Segment Start: Data listing

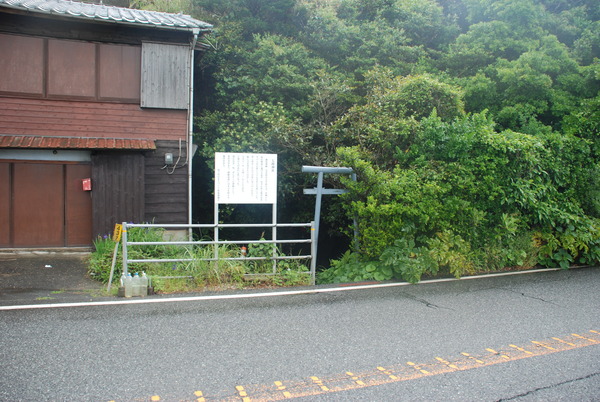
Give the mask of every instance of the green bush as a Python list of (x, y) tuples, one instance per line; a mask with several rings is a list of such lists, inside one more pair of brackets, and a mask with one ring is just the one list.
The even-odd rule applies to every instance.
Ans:
[(486, 113), (423, 119), (412, 143), (384, 166), (360, 146), (340, 148), (346, 213), (359, 247), (321, 281), (404, 279), (425, 274), (568, 268), (600, 262), (598, 197), (586, 140), (496, 132)]

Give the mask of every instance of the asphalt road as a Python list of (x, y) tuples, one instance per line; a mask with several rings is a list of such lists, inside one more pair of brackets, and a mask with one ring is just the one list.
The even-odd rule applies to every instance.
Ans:
[(0, 400), (598, 401), (599, 290), (588, 268), (0, 310)]

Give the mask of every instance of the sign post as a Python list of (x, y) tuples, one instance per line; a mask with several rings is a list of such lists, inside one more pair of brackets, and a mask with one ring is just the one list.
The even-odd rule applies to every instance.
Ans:
[[(119, 250), (119, 242), (121, 241), (121, 235), (123, 234), (123, 225), (120, 223), (115, 224), (115, 230), (113, 230), (112, 239), (115, 242), (115, 249), (113, 251), (112, 263), (110, 265), (110, 276), (108, 277), (108, 286), (106, 287), (106, 291), (110, 292), (110, 287), (112, 285), (113, 275), (115, 273), (115, 264), (117, 262), (117, 252)], [(127, 273), (127, 272), (125, 272)]]

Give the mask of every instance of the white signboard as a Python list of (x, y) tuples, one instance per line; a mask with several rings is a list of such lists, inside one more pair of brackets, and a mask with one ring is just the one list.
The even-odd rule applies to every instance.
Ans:
[(277, 155), (215, 153), (216, 204), (276, 204)]

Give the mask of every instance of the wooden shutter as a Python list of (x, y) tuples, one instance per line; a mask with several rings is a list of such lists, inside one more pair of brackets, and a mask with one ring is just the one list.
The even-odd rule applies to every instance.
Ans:
[(141, 106), (187, 109), (190, 48), (179, 45), (142, 45)]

Segment End: Data listing

About this task |
Restate the whole listing above exactly, please, omitting every image.

Expected answer |
Give the mask of every instance of the green bush as a Python list of (x, y) tuples, one instance per line; a mask with several rings is a list of such lists, inside one more pair of brackets, and a mask with one ring is just the one list.
The even-odd rule applies to every instance.
Ans:
[(486, 113), (423, 119), (412, 143), (384, 166), (360, 146), (340, 148), (346, 213), (359, 247), (321, 281), (404, 279), (425, 274), (568, 268), (600, 262), (598, 197), (586, 140), (496, 132)]

Give the mask of every instance of the asphalt road as a Python list of (x, y) tuples, one instance per line; a mask with several rings is a list of such lists, inside one more pair of brackets, and a mask with one ring is just the one list.
The even-odd rule applies to every instance.
Ans:
[(0, 400), (598, 401), (599, 290), (588, 268), (0, 310)]

Give the mask of every instance of the sign post as a Python list of (x, y) tuples, one instance per line; a mask with several rings is a list of such lists, inside one more pair of brackets, and a mask with one ring is just the one list.
The even-odd rule applies to every instance.
Ans:
[[(119, 250), (119, 242), (121, 241), (121, 235), (123, 234), (123, 225), (120, 223), (115, 224), (115, 230), (113, 230), (112, 239), (115, 242), (115, 249), (113, 251), (112, 263), (110, 265), (110, 276), (108, 277), (108, 286), (106, 287), (106, 291), (110, 292), (110, 287), (112, 285), (113, 275), (115, 273), (115, 264), (117, 262), (117, 252)], [(127, 273), (127, 272), (125, 272)]]

Give the mask of every instance of the white signboard as a Python list of (x, y) tuples, one instance per line; a mask with several rings is a list of such lists, inside one more pair of brackets, and a mask with one ring is just the one list.
The even-odd rule applies to every instance.
Ans:
[(277, 155), (215, 153), (216, 204), (276, 204)]

Give the mask of every instance of the wooden shutter as a Python list of (x, y) tuples, one instance per line; a mask with several rings is a list of such lists, inside one more pair of brackets, and a mask with one ring is just the one list.
The even-odd rule applies to every instance.
Ans:
[(141, 106), (187, 109), (190, 48), (179, 45), (142, 45)]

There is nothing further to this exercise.